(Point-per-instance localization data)
#####
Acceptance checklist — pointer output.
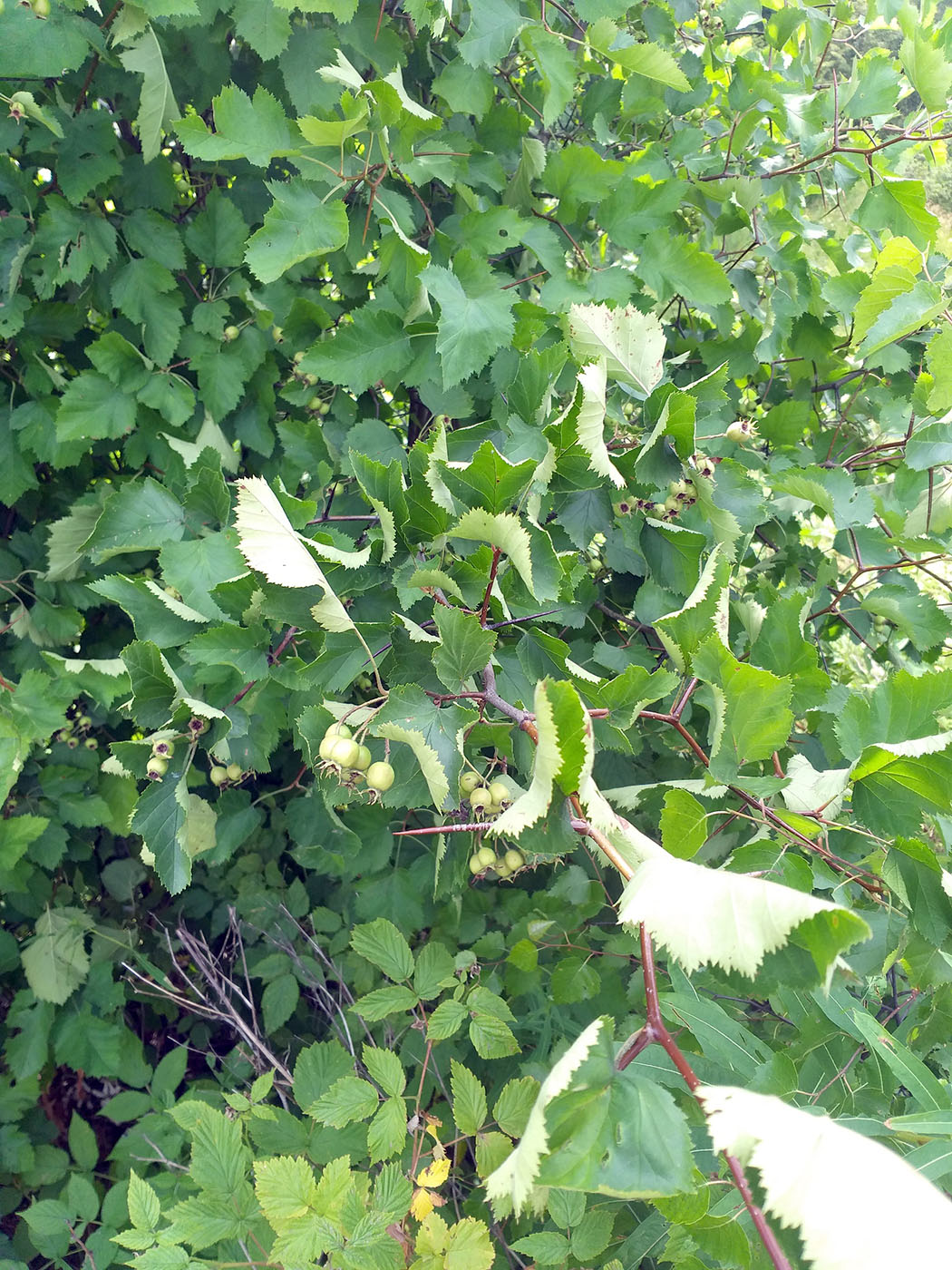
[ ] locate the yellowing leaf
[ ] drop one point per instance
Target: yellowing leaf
(434, 1174)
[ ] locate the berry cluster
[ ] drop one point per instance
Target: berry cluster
(353, 761)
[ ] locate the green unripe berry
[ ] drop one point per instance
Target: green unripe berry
(345, 752)
(500, 794)
(380, 777)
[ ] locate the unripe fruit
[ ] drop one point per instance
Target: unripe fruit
(380, 777)
(345, 752)
(499, 793)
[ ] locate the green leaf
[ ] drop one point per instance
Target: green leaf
(254, 129)
(386, 1133)
(92, 408)
(143, 1204)
(491, 1038)
(384, 1069)
(675, 266)
(158, 108)
(276, 549)
(374, 346)
(317, 1067)
(752, 708)
(383, 1002)
(683, 825)
(383, 943)
(501, 531)
(592, 416)
(297, 226)
(631, 343)
(927, 69)
(279, 1001)
(140, 516)
(492, 27)
(160, 821)
(470, 1107)
(475, 315)
(286, 1189)
(556, 69)
(730, 920)
(786, 1146)
(263, 25)
(465, 647)
(346, 1100)
(900, 205)
(545, 1247)
(914, 615)
(152, 686)
(56, 961)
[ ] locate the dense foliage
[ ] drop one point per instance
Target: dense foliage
(558, 397)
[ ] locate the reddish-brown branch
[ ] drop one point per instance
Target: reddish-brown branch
(494, 567)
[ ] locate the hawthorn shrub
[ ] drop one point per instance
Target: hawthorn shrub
(473, 724)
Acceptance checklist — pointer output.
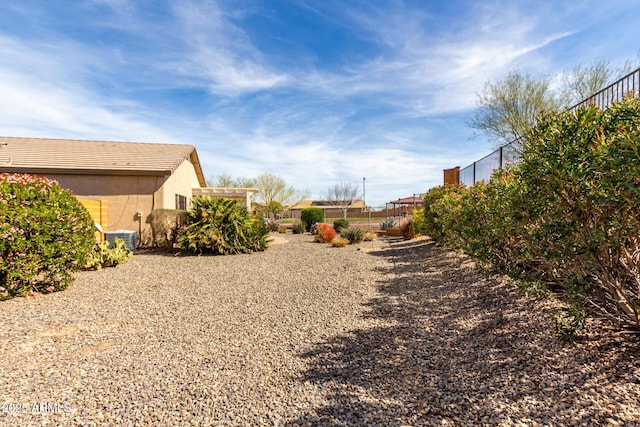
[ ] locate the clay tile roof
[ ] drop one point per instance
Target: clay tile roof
(41, 155)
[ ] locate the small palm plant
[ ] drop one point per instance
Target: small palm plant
(222, 227)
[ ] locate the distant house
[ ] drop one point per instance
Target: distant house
(406, 205)
(331, 210)
(130, 179)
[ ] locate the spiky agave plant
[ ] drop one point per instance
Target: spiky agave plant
(222, 227)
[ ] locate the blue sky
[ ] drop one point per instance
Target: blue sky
(319, 92)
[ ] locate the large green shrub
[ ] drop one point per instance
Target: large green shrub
(568, 215)
(221, 226)
(582, 169)
(310, 216)
(45, 235)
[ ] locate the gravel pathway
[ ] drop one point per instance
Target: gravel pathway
(306, 334)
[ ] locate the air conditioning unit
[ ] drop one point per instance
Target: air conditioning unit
(129, 237)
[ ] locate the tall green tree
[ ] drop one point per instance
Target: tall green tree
(585, 80)
(508, 107)
(272, 188)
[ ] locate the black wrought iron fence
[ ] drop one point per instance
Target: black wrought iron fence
(481, 170)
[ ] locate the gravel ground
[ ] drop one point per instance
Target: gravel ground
(305, 334)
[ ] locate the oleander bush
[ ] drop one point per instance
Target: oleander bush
(45, 235)
(340, 224)
(325, 233)
(165, 224)
(310, 216)
(222, 227)
(353, 235)
(105, 256)
(568, 215)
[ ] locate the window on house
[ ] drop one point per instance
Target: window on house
(181, 202)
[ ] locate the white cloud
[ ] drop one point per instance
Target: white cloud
(220, 52)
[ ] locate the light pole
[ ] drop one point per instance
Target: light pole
(364, 199)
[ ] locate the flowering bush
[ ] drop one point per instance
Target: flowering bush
(45, 235)
(104, 256)
(326, 233)
(568, 214)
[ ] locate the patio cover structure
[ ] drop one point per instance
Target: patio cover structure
(413, 202)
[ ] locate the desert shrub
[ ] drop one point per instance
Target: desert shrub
(418, 221)
(568, 215)
(581, 174)
(387, 223)
(165, 224)
(339, 242)
(103, 256)
(273, 225)
(370, 236)
(222, 227)
(325, 234)
(353, 235)
(340, 224)
(45, 235)
(310, 216)
(298, 227)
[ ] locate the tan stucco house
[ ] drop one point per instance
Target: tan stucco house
(132, 179)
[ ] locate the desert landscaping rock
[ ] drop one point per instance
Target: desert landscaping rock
(306, 334)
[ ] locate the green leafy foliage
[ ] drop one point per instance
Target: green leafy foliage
(339, 242)
(310, 216)
(340, 224)
(104, 256)
(222, 227)
(567, 216)
(298, 227)
(387, 223)
(353, 235)
(45, 235)
(325, 234)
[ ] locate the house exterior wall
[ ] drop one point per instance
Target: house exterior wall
(126, 196)
(181, 182)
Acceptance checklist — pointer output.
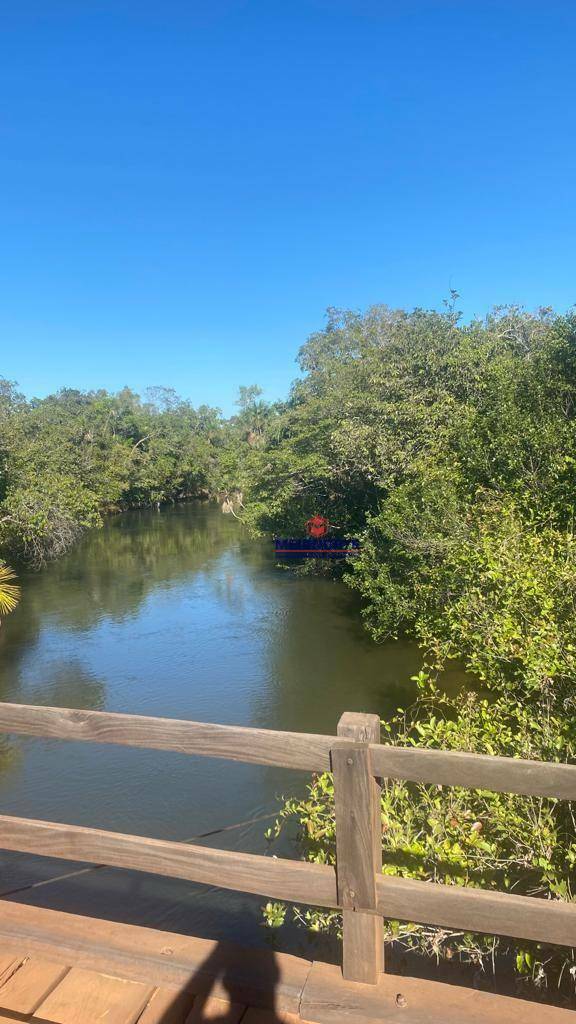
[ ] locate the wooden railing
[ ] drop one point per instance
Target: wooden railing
(356, 885)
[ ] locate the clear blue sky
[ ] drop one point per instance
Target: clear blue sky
(186, 186)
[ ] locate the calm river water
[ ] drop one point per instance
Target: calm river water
(176, 613)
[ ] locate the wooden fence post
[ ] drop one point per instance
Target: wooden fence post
(359, 846)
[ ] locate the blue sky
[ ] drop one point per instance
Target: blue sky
(186, 186)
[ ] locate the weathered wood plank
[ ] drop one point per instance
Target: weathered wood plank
(289, 750)
(266, 747)
(550, 922)
(359, 847)
(329, 999)
(210, 1008)
(166, 1007)
(9, 962)
(279, 879)
(476, 771)
(30, 984)
(86, 997)
(253, 977)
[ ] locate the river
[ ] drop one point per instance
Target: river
(176, 613)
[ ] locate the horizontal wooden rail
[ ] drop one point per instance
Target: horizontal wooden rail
(477, 910)
(264, 747)
(274, 877)
(476, 771)
(291, 750)
(550, 922)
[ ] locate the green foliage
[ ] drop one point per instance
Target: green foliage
(9, 591)
(449, 450)
(460, 837)
(70, 458)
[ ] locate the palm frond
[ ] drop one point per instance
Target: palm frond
(9, 592)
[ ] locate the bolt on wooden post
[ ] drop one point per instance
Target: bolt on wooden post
(359, 847)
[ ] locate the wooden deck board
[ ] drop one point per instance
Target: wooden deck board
(30, 984)
(86, 997)
(210, 1008)
(167, 1007)
(58, 978)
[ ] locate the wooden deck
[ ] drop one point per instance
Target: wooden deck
(64, 969)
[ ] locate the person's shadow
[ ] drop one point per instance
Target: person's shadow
(230, 980)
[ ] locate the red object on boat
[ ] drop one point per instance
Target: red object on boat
(317, 526)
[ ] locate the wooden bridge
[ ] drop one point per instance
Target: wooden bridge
(63, 969)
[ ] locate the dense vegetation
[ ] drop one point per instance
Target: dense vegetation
(449, 450)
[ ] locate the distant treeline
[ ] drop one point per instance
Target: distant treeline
(449, 450)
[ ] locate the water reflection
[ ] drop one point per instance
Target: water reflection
(176, 613)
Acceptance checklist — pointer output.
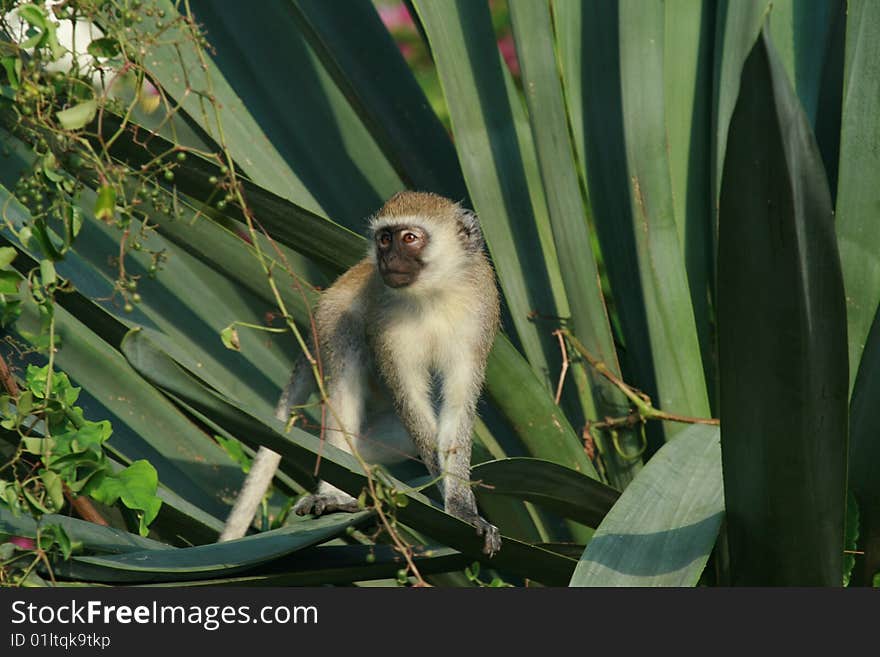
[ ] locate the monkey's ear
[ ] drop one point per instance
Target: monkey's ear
(469, 230)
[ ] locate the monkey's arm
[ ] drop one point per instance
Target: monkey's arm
(461, 387)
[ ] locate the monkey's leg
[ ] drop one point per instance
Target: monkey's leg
(454, 449)
(410, 384)
(344, 417)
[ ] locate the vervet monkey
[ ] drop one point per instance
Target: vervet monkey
(404, 336)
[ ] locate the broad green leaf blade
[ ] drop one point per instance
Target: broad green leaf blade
(299, 451)
(529, 408)
(485, 118)
(738, 24)
(782, 339)
(367, 65)
(216, 559)
(623, 145)
(864, 457)
(687, 87)
(667, 305)
(589, 318)
(858, 194)
(93, 537)
(339, 564)
(179, 70)
(800, 33)
(664, 526)
(298, 106)
(858, 236)
(76, 117)
(549, 485)
(145, 424)
(323, 241)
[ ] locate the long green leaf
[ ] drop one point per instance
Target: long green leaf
(664, 526)
(299, 451)
(549, 485)
(487, 120)
(670, 317)
(864, 457)
(216, 559)
(529, 408)
(737, 26)
(858, 236)
(687, 78)
(175, 63)
(800, 33)
(589, 318)
(858, 195)
(623, 146)
(782, 337)
(366, 64)
(93, 537)
(323, 241)
(299, 107)
(339, 564)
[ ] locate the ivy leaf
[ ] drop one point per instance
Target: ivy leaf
(229, 336)
(104, 47)
(34, 15)
(136, 486)
(54, 488)
(9, 282)
(10, 311)
(47, 273)
(35, 380)
(7, 255)
(105, 202)
(78, 116)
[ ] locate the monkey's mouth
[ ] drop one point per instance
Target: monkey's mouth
(398, 279)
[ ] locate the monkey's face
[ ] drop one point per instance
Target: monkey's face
(399, 250)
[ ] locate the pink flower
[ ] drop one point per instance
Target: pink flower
(508, 51)
(395, 16)
(23, 543)
(405, 49)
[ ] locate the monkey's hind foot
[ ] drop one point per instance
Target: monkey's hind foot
(321, 503)
(491, 536)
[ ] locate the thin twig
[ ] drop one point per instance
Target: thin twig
(564, 369)
(640, 400)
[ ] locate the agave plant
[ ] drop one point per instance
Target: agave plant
(677, 198)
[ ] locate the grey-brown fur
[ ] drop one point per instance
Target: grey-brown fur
(381, 347)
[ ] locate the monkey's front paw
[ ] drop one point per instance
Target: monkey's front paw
(322, 503)
(491, 536)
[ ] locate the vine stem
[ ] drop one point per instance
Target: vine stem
(402, 547)
(639, 399)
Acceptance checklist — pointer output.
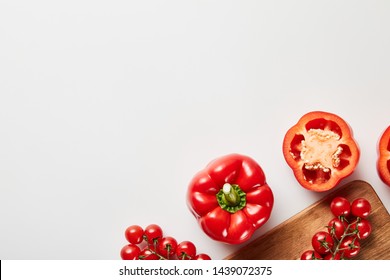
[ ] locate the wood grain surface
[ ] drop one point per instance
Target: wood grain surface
(291, 238)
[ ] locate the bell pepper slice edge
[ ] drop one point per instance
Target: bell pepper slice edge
(383, 162)
(346, 138)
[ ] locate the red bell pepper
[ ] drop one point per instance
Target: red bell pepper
(321, 150)
(230, 198)
(383, 163)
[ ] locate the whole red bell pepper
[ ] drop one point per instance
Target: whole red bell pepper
(230, 198)
(383, 163)
(321, 150)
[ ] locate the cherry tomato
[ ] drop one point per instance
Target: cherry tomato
(186, 250)
(130, 252)
(322, 242)
(350, 247)
(166, 246)
(330, 256)
(361, 208)
(152, 233)
(310, 255)
(362, 227)
(340, 206)
(147, 254)
(201, 257)
(134, 234)
(336, 227)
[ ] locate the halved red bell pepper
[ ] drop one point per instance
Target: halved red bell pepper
(321, 150)
(230, 198)
(383, 163)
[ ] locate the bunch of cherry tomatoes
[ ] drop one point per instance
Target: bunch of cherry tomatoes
(150, 244)
(345, 231)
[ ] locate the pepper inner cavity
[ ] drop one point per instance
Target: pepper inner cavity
(321, 150)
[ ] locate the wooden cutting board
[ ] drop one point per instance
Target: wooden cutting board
(291, 238)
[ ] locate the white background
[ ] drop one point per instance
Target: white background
(108, 108)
#####
— Work to be completed —
Write down, word for word, the lines above from the one containing "[ ] locate the black wrought iron fence" through the one containing "[ ] locate the green leafy foliage", both ends included.

— Your response —
[ ] locate the black wrought iron fence
[ ] drop one point per instance
Target: black wrought iron fence
(481, 170)
[ ] locate the gravel ground
[ ] drop one point per instance
Target: gravel ground
(305, 334)
[ ] locate the oleander bush
[ ] drop one point per instance
Target: oleander bush
(45, 235)
(340, 224)
(325, 233)
(165, 224)
(310, 216)
(222, 227)
(353, 235)
(105, 256)
(568, 215)
[ ] locate the window on house
[ ] drop one point per instance
Target: window on house
(181, 202)
[ ] locate the white cloud
[ ] drop one point per instance
Target: white cloud
(220, 52)
[ ] locate the light pole
[ ] drop one point per instance
Target: light pole
(364, 199)
[ ] locate the flowering bush
[ ] drop one point per instance
Target: flowering bush
(45, 235)
(104, 256)
(326, 233)
(568, 214)
[ ] locate the patio cover structure
[ ] drop one point per instance
Target: patio cover structure
(413, 202)
[ ] locate the desert shrub
[ ] drop one point per instance
Target: desert shrub
(418, 221)
(568, 215)
(581, 174)
(387, 223)
(165, 224)
(339, 242)
(103, 256)
(273, 225)
(370, 236)
(222, 227)
(325, 234)
(353, 235)
(340, 224)
(45, 235)
(310, 216)
(298, 227)
[ ] locate the tan stucco house
[ ] drop one point per instance
Target: tan stucco house
(132, 179)
[ ] locate the desert landscaping rock
[ ] drop one point per instance
Target: desert landscaping rock
(306, 334)
[ ] locate the green leafy foliage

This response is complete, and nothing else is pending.